**DATA IN THIS EXERCISE**

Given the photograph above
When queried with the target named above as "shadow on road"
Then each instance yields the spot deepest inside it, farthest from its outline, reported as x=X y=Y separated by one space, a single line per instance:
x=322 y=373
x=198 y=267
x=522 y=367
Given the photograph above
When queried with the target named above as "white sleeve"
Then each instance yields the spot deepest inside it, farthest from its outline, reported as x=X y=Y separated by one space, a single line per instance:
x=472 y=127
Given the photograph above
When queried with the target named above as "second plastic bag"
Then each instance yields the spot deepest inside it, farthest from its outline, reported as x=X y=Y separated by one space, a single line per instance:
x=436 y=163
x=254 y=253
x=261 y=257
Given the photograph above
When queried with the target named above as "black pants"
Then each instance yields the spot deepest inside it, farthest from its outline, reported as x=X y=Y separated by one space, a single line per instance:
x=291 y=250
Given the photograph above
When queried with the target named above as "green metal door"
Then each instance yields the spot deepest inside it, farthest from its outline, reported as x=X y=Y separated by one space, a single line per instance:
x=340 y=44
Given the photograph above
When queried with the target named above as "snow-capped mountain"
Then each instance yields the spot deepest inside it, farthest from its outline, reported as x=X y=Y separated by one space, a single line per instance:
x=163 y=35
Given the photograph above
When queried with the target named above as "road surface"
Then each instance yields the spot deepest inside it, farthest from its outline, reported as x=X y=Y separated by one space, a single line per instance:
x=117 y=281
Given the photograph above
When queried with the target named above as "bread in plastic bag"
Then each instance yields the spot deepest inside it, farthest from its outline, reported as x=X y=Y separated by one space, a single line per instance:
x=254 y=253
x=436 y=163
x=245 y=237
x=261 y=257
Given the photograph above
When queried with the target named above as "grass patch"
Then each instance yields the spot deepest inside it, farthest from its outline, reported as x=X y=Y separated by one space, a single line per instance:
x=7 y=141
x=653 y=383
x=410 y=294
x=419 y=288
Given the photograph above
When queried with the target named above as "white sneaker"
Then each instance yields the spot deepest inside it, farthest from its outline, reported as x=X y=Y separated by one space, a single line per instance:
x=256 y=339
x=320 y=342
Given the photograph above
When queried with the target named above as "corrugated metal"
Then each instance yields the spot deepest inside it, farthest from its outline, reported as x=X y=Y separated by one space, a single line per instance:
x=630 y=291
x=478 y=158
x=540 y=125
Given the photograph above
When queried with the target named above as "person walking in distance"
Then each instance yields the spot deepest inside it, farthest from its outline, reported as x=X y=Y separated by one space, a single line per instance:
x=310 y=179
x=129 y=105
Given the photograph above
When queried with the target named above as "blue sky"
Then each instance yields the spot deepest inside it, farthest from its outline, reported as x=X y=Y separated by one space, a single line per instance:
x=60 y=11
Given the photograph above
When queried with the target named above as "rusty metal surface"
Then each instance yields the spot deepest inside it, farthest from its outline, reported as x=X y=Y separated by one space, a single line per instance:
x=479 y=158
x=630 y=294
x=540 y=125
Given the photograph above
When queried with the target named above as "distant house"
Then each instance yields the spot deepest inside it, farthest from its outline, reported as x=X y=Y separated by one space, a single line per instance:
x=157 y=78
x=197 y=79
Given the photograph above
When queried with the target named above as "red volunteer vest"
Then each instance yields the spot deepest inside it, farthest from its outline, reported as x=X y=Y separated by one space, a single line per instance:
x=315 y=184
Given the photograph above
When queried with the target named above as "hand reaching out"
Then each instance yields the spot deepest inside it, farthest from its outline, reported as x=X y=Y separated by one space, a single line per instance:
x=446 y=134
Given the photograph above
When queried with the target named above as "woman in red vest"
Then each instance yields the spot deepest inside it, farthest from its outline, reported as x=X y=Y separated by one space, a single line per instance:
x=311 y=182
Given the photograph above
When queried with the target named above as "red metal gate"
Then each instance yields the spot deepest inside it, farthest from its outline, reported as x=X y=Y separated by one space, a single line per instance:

**TASK ITEM**
Set all of the material down once more, unchanged.

**SOLUTION TO THIS PROBLEM**
Given the photograph above
When queried with the target named above as "shadow on road"
Then each instance yields the spot deepest inside it, farthest from its outline, reported as x=X y=Y separated by one space, a single line per instance:
x=322 y=373
x=198 y=267
x=522 y=367
Given the photograph above
When queried with the target named above as "white sleeve"
Then each instance yields the spot deepest inside it, farthest from its outline, reported as x=X y=Y separated by one space, a single line per instance:
x=472 y=127
Given the photograph above
When queried with the target named above as "second plastic bag"
Then each instance yields the spot deepest inside it, farthest from its outline, reported as x=X y=Y separated by one space, a single line per instance:
x=436 y=163
x=254 y=253
x=261 y=257
Given the photograph above
When queried with the target named above as "black pants"
Then each instance yields the spot deepest inside it, farthest from its outline, reported as x=X y=Y separated by one space, a single line per instance:
x=291 y=250
Given the photograph above
When queried with the target named above as "green metal door"
Then each instance yields the spot deepest inside it, farthest from its outline, reported as x=X y=Y separated by one space, a single line per instance:
x=340 y=44
Given the photograph above
When queried with the target named above as "snow-capped mountain"
Then each instance yields the spot deepest inside it, farthest from its outline, reported as x=X y=Y separated by one space, a single line per instance:
x=163 y=35
Given the photograph above
When queried with the target named above as "road surface"
Then each instance yields the spot deepest inside it, farthest from its outline, reported as x=X y=Y separated by one space, a single line per instance:
x=117 y=281
Given the photograph above
When queried with the target named above as "bread in plastic bag"
Then each instance yields the spot deepest inside it, farthest from its outline, reported as x=X y=Y separated by one space, a single line per instance:
x=254 y=253
x=436 y=163
x=245 y=237
x=261 y=257
Given the photograph above
When queried with the target named above as "grass patch"
Then each instance yields the spot deepest inside it, farthest from its outline, reported as x=X y=Y separated by one space, a single line per instance:
x=7 y=141
x=653 y=383
x=410 y=294
x=419 y=288
Given the photograph above
When queried with the target named above as "white sneaker"
Then each instance yields the spot deepest inside it, farthest from its outline, reported as x=X y=Y separated by one space, a single line per instance:
x=256 y=339
x=320 y=342
Given the photograph above
When queried with the target named above as "corrugated metal"
Then each instance yields the spot deepest inside it, farthest from its outline, reported as x=X y=Y separated by one space, a single line per instance:
x=630 y=291
x=478 y=158
x=540 y=125
Given the photograph above
When queried with the target named above as "person walking in distance"
Then each instance yields the spot deepest inside it, farthest from its outline, reported as x=X y=Y separated by one space, a single line per instance:
x=310 y=179
x=129 y=105
Given the photograph above
When queried with the target named above as "blue sky"
Then each instance yields the spot deepest inside it, farthest from its outline, reported as x=X y=Y separated by one space, a single line per instance:
x=60 y=11
Given the photograph above
When queried with the target named above as "rusty metal surface"
Then each instance yields the spot deepest inside it, farthest from its outline, reported as x=X y=Y separated by one space, a single line per instance:
x=479 y=158
x=630 y=294
x=540 y=125
Given the photograph above
When queried with the target named above as "distant house"
Then each instance yields the spot deepest inside it, farthest from its outline, reported as x=X y=Y separated by one space, a single line per instance:
x=157 y=78
x=197 y=79
Given the photograph above
When queried with the target named above as "red volunteer vest"
Then each instance yields the spot deepest inside it, farthest from its outline, reported as x=X y=Y separated by one space, a single line per instance:
x=315 y=184
Given the photograph above
When queried with the target named above as "hand reaching out"
Then each instance yields the spot deepest inside it, farthest from its outline, reported as x=X y=Y separated by one space, a single line per instance:
x=446 y=134
Given the photograph above
When queried with the target named above as "woman in red vest"
Then each instance yields the spot deepest inside it, farthest from its outline, reported as x=X y=Y separated by one space, a single line per instance:
x=311 y=182
Given the photograph above
When queried with the target named above as "red metal gate"
Then each instance yields the spot deepest inside it, farthest from its outline, reported as x=X y=Y separated by one space, a single line per instance:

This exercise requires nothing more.